[Tasks to perform]:
A) In the reflection on coping with loss, what theory from solving geometry theorems does the writer say they adopt to cope with stress?
B) Write out the stretch of the reflection on coping with loss from "settled ; we" through "the road ahead...", replacing "road" with "path".

====== Quoted text ======

Over the past ….., I have shared with you all, the impact of that night in our
lives, thoughts and actions… more as a treatise to coping with such unexpected
twists of fortune in our lives.....


On a recent (2008) visit to Sydney, I was asked a very thought provoking
question by my dear niece, how we are coping with the loss as days go by…...

What will comfort us.... what are we seeking.... and so on…. We really do not
know what we are seeking…..or if we are seeking any answers at

all…!!

I remember a colleague of mine in the '80s, lost his brother in a road accident;
his father then, at about my age, was devastated and lost his mental balance. He
is still around, but with no feelings... almost crippled ever since that
accident day. 


As opposed to this, we have faced the change of fortune in our lives in a way,
everyone says we should,  to the extent, some people may even mistake… that the
tragedy has not hit us hard...or for that matter, sometimes, even making us
wonder, if there is something wrong with us....are we normal or how abnormal are
we before other people who are just incapable of understanding what we are going
through.. … how’s it that we can yet again, smile, joke and go about…?!!


There is this QED formula I adopt to be able to cope with this stress ; ie – ‘
reductio ad absurdum’ theory, which we have learnt in solving theorems in

Geometry.... reducing rationale or reality into absurdity ; in short, to reduce
our mental feelings to the level of near zero or in other words, near animal

feelings. 

A herd of bison going in the African plains, do have a ruffle, when one in the
group get caught by a predator ; they do not turn back , but just go forward, 

they go on and on ; this attitude...of just going forward,  is what has enabled
me to live with the stress;  there is no other choice…..


We grieve because we have set for ourselves certain rules of life. We ‘expect
that our children should outlive us; we ‘expect’ they will be healthy in growing

up; we ‘expect’ they will be well behaved ; we ‘expect’ they will continue to
outlive us- parents, all thru; we ‘expect’ they will be successful in life &
well

settled ; we ‘expect’ they will take care of us -parents, in our old age… and so
on...  Life being a journey full of expectations, that we have set for

ourselves… and when that journey goes off course, and the destination we have
expected to see, is not there anymore, we panic, worry, cry and lose our way in
grief and become blind to see the road ahead...


Accepting the change and looking for a new destination is a real challenge that
requires every ounce of positive energy & thoughts, coupled with near absence of
negative thoughts,  total focus on new or changed priorities ;  a high sense of
responsibility ; honest approach to changed situations and above all, total
family & friends’  support and understanding.

====== Information given ======

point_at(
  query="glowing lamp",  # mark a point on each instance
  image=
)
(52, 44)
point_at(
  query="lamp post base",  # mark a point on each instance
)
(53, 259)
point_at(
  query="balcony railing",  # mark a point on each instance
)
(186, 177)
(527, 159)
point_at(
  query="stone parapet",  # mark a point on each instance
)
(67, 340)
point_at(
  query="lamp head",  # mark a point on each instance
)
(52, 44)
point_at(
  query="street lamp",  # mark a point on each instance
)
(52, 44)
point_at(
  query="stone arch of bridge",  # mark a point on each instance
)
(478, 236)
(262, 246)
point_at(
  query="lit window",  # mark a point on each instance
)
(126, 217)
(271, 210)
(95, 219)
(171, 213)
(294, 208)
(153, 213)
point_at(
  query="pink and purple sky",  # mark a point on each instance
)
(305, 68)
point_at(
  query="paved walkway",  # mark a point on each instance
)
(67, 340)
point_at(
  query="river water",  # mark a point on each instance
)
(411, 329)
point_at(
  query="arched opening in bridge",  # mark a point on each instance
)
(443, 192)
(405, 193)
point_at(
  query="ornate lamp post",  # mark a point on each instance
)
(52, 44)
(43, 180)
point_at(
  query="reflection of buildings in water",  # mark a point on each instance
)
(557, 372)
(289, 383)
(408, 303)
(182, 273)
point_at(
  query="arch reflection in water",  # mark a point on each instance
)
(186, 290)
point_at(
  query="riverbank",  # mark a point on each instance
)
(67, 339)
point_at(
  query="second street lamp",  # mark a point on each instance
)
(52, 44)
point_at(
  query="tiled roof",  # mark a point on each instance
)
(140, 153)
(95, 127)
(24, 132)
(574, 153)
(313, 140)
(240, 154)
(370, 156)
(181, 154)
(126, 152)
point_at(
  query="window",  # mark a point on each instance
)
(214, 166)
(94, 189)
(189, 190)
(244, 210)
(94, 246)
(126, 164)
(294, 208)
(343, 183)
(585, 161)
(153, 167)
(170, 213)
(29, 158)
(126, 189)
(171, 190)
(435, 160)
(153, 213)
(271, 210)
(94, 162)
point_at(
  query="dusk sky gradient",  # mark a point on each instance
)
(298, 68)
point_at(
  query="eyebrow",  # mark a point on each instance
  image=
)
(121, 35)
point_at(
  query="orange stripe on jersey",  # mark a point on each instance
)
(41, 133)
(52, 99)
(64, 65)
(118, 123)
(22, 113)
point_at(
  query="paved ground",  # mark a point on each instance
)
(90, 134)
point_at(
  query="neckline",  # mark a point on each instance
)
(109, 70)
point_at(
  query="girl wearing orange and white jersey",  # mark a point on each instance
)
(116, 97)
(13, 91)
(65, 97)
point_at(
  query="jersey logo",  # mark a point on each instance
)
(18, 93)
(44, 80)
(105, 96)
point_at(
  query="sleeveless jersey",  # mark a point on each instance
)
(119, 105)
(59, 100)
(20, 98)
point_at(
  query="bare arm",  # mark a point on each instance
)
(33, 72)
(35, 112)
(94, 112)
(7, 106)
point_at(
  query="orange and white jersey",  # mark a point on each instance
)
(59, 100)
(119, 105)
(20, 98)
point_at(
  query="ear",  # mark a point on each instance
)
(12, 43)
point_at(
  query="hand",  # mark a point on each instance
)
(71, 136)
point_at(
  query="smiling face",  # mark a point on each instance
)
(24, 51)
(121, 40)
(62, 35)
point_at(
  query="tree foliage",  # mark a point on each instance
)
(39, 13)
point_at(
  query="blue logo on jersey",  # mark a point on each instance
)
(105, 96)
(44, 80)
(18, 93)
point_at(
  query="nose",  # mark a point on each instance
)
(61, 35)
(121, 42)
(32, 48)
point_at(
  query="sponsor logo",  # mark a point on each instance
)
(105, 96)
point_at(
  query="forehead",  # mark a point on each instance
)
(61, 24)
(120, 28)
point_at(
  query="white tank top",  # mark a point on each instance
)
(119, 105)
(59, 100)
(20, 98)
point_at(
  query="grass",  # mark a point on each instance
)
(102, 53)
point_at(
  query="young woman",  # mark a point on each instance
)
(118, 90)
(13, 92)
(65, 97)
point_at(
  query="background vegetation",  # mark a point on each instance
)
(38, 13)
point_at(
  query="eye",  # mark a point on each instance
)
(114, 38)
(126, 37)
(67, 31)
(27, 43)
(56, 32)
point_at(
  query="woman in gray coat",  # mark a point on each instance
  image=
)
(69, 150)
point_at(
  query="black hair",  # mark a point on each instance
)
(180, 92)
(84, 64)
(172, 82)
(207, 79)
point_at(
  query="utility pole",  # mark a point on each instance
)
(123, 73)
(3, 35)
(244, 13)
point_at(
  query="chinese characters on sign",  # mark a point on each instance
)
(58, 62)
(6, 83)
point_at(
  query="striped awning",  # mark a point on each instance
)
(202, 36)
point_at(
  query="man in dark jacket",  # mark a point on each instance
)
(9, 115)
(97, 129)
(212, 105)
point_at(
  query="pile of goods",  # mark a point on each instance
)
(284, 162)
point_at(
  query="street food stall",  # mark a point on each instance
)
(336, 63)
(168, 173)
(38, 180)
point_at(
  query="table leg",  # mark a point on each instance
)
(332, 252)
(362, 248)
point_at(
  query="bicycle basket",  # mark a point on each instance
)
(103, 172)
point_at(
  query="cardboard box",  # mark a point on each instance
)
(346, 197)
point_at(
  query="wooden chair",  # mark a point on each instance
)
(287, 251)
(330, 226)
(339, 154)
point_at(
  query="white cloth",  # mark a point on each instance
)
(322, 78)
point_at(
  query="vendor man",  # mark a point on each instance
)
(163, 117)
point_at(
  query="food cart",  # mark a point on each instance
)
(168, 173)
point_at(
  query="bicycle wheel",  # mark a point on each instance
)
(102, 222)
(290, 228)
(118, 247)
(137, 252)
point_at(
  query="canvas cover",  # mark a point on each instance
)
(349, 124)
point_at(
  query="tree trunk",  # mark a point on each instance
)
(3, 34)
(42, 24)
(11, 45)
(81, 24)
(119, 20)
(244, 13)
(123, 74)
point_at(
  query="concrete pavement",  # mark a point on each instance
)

======

[Responses to the tasks]:
A) The 'reductio ad absurdum' theory.

B)
settled ; we ‘expect’ they will take care of us -parents, in our old age… and so
on...  Life being a journey full of expectations, that we have set for

ourselves… and when that journey goes off course, and the destination we have
expected to see, is not there anymore, we panic, worry, cry and lose our way in
grief and become blind to see the path ahead...